EXERCISE REQUIREMENTS:
1) According to the passage on Joseph, why did he become the object of his brothers' envy and hatred? Please explain in one to three sentences.
2) From the passage on Joseph, retype the section starting with "Perhaps it was" and going on through "history’s greatest empires.".

GIVEN TEXT:

════════

“For you see your calling, brethren, that not many wise according to the flesh, not many mighty, not many noble, are called…that no flesh should glory in His presence.” 1 Corinthians 1:26, 29

If we faced a life-or-death mission, most of us would choose the most gifted and equipped to accomplish that mission, but amazingly God didn’t. No, He seems to enjoy confounding the wisest of this world. When the mighty nation of Egypt faced an unavoidable famine, as no man had ever encountered before, God didn’t call the Pharaoh or his wise men to save the world. He raised up Joseph from the Egyptian dungeons.

Generations later, when His children became enslaved, God didn’t send an army to deliver them; He sent a single man who faced down the most powerful kingdom on Earth. God is not looking at our wealth, social status, or education; He’s watching to see if our hearts are submitted and our lives are available; if they are, He will cause His Kingdom to explode within us. But there is a process involved in submission and availability.

God has a specific purpose and destiny (or destination) for each of us, so He brings us through seasons of building and testing to prepare us to accomplish it. Such was the life of Joseph, whose God-given gift of dreams separated him from his brothers from his earliest years, and none of them could understand him, so he became the object of their envy and hatred.

Perhaps it was ill-advised to share his dreams of the sun, moon, and stars all bowing down to him and then explain to his family that it meant they would bow to him. And perhaps there was more to those dreams than a teen could understand. Not surprisingly, when given a chance, his brothers threw him into a pit, intending to kill him but later sold him into slavery in Egypt instead.

Still, their treachery didn’t go unnoticed or escape justice. God sent those same brothers to Egypt, where their descendants would live in the pit of slavery. Joseph was destined for a much nobler lot than his brothers; they would feed their flocks, but he would feed the world; they would rule over their families, but Joseph would govern one of history’s greatest empires.

════════

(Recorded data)

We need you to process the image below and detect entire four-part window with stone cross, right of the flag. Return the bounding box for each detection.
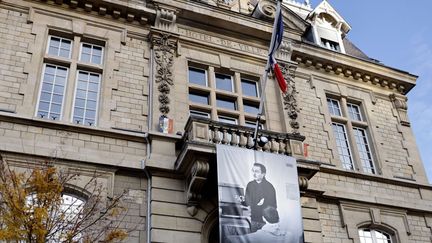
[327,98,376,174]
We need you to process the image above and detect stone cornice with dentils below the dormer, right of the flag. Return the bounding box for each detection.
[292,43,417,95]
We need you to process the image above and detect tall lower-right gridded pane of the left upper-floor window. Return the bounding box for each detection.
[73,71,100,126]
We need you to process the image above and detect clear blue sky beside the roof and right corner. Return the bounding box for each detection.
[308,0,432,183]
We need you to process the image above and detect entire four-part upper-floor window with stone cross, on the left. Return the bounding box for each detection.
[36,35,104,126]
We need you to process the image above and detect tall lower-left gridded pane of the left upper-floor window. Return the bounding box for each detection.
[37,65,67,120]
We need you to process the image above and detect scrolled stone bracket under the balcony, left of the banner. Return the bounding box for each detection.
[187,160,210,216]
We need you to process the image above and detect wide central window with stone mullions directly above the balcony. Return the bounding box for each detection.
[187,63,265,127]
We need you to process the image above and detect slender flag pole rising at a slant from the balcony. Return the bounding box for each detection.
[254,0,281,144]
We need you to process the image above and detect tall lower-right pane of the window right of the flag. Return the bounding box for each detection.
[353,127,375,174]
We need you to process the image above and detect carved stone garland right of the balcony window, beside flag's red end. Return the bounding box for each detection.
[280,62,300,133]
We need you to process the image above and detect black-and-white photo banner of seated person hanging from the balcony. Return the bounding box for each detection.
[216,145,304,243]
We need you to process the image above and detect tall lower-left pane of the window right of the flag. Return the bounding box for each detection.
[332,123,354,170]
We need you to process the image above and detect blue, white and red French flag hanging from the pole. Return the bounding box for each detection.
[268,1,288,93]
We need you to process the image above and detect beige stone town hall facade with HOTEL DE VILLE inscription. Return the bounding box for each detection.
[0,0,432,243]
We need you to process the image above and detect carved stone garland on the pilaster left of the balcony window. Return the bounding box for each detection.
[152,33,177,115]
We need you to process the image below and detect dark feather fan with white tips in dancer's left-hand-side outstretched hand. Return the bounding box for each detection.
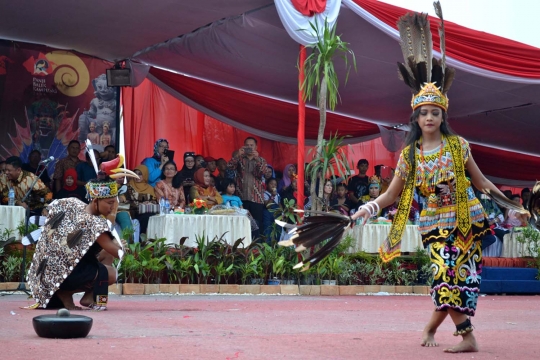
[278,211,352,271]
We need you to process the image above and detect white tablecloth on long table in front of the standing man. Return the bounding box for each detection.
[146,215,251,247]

════════

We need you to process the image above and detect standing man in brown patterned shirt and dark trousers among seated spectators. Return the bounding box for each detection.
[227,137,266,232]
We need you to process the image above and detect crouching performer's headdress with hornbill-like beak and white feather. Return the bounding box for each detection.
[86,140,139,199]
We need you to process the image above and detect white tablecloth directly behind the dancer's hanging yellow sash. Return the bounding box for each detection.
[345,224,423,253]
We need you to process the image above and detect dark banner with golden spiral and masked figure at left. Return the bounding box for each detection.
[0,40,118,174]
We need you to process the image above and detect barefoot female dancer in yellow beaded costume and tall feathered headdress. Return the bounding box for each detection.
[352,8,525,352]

════════

TASK RESULTS:
1) Joseph's God-given gift of dreams set him apart from his brothers from his earliest years, and none of them could understand him. That separation made him the object of their envy and hatred.

2)
Perhaps it was ill-advised to share his dreams of the sun, moon, and stars all bowing down to him and then explain to his family that it meant they would bow to him. And perhaps there was more to those dreams than a teen could understand. Not surprisingly, when given a chance, his brothers threw him into a pit, intending to kill him but later sold him into slavery in Egypt instead.

Still, their treachery didn’t go unnoticed or escape justice. God sent those same brothers to Egypt, where their descendants would live in the pit of slavery. Joseph was destined for a much nobler lot than his brothers; they would feed their flocks, but he would feed the world; they would rule over their families, but Joseph would govern one of history’s greatest empires.